* [Goal of the exercise]: Take the entries below and retype them word for word, excluding the images.

----------

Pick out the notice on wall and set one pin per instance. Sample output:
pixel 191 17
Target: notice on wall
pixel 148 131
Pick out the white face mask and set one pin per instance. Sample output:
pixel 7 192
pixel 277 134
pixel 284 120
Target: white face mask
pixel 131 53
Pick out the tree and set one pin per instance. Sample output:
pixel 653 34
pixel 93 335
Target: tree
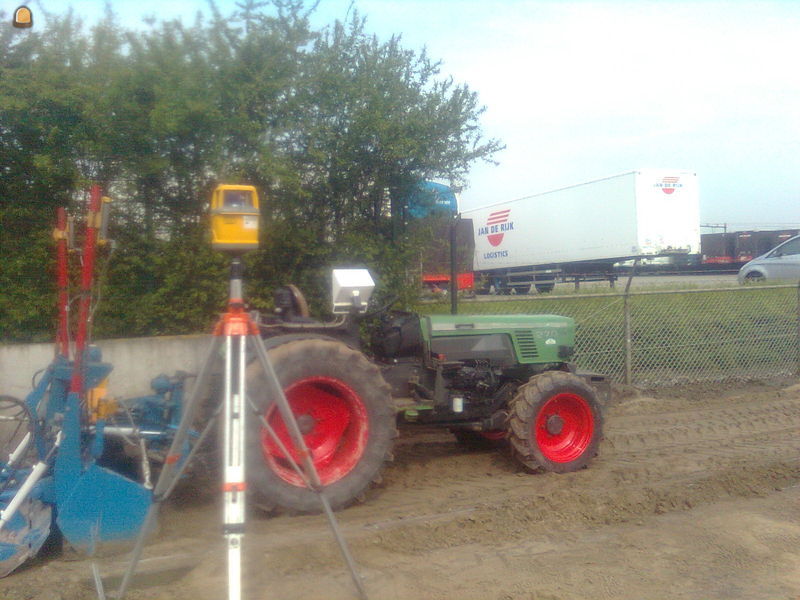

----------

* [Solution]:
Pick out the notice on wall and set one pin per instance. Sample output:
pixel 191 17
Target: notice on wall
pixel 148 131
Pick out the white face mask and set one pin per instance. Sample output:
pixel 7 192
pixel 277 134
pixel 284 120
Target: white face mask
pixel 131 53
Pick out the tree and set one pin per instance. Sample output:
pixel 653 34
pixel 93 335
Target: tree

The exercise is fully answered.